Task prompt:
Present the lines of the items below as a Markdown table with the columns "Row" and "Line," leaving out blank lines and the pictures.

Items from a box labeling dataset:
# # # #

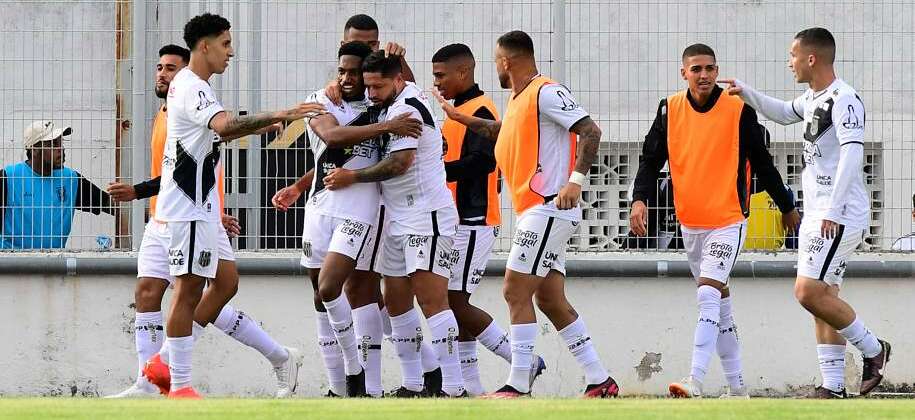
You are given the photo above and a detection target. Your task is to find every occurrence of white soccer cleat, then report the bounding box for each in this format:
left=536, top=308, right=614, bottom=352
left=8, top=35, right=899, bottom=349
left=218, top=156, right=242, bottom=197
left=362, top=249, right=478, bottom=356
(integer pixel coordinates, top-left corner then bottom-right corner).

# # # #

Exercise solution:
| Row | Line |
|---|---|
| 1 | You are given the photo above and a detection target. Your task is to find every occurrence of white soccer cleat, then report the bounding box for each in this format: |
| 2 | left=536, top=308, right=614, bottom=352 |
| 3 | left=8, top=35, right=899, bottom=349 |
| 4 | left=218, top=156, right=242, bottom=197 |
| 5 | left=362, top=249, right=478, bottom=356 |
| 6 | (integer pixel coordinates, top-left corner then bottom-right corner). |